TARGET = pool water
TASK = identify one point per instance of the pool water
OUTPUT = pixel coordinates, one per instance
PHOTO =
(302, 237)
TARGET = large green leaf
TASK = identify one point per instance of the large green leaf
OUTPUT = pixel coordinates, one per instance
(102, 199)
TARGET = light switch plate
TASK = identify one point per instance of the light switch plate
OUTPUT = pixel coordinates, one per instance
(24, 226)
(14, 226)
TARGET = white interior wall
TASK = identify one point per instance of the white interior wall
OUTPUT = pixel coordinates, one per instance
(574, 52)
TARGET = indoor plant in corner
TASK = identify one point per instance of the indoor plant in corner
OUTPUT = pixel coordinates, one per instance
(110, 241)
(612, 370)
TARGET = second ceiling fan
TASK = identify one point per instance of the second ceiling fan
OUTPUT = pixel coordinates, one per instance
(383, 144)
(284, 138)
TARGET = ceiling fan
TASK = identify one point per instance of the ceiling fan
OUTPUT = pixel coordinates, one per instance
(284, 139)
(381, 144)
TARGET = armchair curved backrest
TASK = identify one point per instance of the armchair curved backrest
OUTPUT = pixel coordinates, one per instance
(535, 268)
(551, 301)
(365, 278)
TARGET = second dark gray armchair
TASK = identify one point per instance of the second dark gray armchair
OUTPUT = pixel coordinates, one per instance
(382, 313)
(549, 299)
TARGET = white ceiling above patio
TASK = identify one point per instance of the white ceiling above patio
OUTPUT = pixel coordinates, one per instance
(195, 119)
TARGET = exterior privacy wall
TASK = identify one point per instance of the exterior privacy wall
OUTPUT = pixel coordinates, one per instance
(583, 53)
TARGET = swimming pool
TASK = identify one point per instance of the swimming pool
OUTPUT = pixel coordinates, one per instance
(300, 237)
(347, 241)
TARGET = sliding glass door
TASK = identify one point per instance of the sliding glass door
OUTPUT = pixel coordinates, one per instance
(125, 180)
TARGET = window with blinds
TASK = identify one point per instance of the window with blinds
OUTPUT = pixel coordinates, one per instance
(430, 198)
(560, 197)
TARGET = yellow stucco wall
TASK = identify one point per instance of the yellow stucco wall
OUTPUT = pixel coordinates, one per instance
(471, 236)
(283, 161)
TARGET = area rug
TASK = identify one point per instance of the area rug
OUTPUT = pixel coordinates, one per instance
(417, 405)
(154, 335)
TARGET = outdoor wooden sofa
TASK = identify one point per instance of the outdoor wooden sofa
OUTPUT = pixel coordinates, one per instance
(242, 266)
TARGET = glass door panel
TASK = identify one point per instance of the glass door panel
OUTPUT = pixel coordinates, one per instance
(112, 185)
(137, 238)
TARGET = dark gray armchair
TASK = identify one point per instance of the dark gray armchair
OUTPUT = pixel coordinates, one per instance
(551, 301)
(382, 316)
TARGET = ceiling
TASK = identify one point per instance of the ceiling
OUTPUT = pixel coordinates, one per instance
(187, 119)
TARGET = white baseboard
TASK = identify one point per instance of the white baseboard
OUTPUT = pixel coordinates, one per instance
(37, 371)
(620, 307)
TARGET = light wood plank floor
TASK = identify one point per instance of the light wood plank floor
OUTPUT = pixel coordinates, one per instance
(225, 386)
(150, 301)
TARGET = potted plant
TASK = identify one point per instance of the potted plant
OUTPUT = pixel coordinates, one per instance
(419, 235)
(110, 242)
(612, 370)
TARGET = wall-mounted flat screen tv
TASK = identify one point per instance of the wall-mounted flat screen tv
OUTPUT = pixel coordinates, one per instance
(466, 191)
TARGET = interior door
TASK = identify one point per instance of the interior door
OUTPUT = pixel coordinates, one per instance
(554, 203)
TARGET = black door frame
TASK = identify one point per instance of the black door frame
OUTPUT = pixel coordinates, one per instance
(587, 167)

-----

• [Problem]
Copy every one of the records above word for word, with no changes to any line.

• [Full answer]
TARGET = pool water
TASK = identify one point per instance of the pool water
OUTPUT = pixel coordinates, one per instance
PHOTO =
(302, 237)
TARGET = large green leaf
TASK = identify one point per instance of the large green leaf
OUTPUT = pixel coordinates, one per instance
(102, 199)
TARGET = light switch plate
TASK = identify one point per instance of the light switch plate
OUTPUT = pixel coordinates, one per instance
(24, 226)
(14, 226)
TARGET = white interior wall
TASK = identify one point per instance of the white interior wall
OUTPUT = pixel coordinates, one per instance
(574, 52)
TARGET = indoor plant in corner
TASK = identify one point per instance of the indoor plant in corner
OUTPUT = pixel coordinates, one per instance
(110, 241)
(612, 370)
TARGET = second ceiling fan
TASK = identify one point per instance of the second ceiling fan
OUTPUT = pixel coordinates, one per instance
(383, 144)
(284, 138)
TARGET = ceiling fan
TASK = identify one point per instance of the ceiling fan
OUTPUT = pixel coordinates, one per instance
(284, 139)
(381, 144)
TARGET = armchair curved backrest
TASK = identify one point per instance of the armchair curved backrest
OUTPUT = pixel coordinates, one per instance
(535, 268)
(551, 301)
(365, 278)
TARGET = second dark gray armchair
TASK = identify one point per instance of the second dark gray armchair
OUTPUT = pixel coordinates, one per instance
(382, 313)
(549, 299)
TARGET = white ceiling above patio
TASK = identify one point per instance of the white ceiling above patio
OUTPUT = pixel coordinates, one per instance
(195, 119)
TARGET = exterior privacy wall
TASK = identify one point per instance of the exterior privacy wall
OUTPUT = pixel coordinates, one per instance
(583, 53)
TARGET = swimming pool
TASK = identify one point per instance of the swimming pool
OUTPUT = pixel coordinates, one per instance
(300, 237)
(347, 241)
TARGET = sliding glass door
TASK = identify one point per instance of the sliding glass door
OUTPUT = pixel coordinates, one per instance
(125, 180)
TARGET = window with blinds
TASK = identify one point per instance of the window with blinds
OUTPUT = pixel coordinates, one per instance
(430, 198)
(560, 197)
TARGET = yellow stucco wall
TASK = identify one point per instance of the yellow stucco wall
OUTPUT = pixel coordinates, one per instance
(471, 236)
(283, 161)
TARGET = area rug
TASK = identify one point per instance of the area rug
OUTPUT = pixel coordinates, one per instance
(417, 405)
(154, 335)
TARGET = outdoor wooden sofa
TASK = identify one point per instance of the outdoor wooden sofa
OUTPUT = pixel coordinates, one per instance
(242, 266)
TARGET = glass door panel
TASK = identify one point per instance of the glass door panel
OUTPUT = pixel coordinates, one per instance
(112, 185)
(137, 238)
TARGET = dark gray armchair
TASK = identify one point per instance of the dark gray armchair
OUTPUT = pixel coordinates, one per instance
(551, 301)
(382, 316)
TARGET = ceiling
TASK = identify one point per instance of the ceiling
OUTPUT = pixel coordinates, one per instance
(187, 119)
TARGET = white baseboard
TASK = identify one point per instance of the white baseboard
OUTPUT = pixel coordinates, one per instance
(37, 371)
(620, 307)
TARGET = light wood plank floor
TASK = identify one point per instance of the light wood plank floor
OUTPUT = pixel coordinates, one per instance
(225, 386)
(150, 301)
TARGET = potted plant
TASK = identify one point per instance of the potted plant
OUTPUT = pixel coordinates, one per instance
(419, 235)
(110, 242)
(612, 370)
TARGET = wall-mounted flat screen tv
TASK = identify one point per instance of the wall-mounted flat screen tv
OUTPUT = pixel coordinates, one per instance
(466, 191)
TARGET = interior door
TASK = identify one point per instance of the interior door
OUTPUT = pixel coordinates, one per instance
(554, 203)
TARGET = black door frame
TASK = identify one point per instance of the black door frame
OUTPUT = pixel coordinates, one per instance
(587, 167)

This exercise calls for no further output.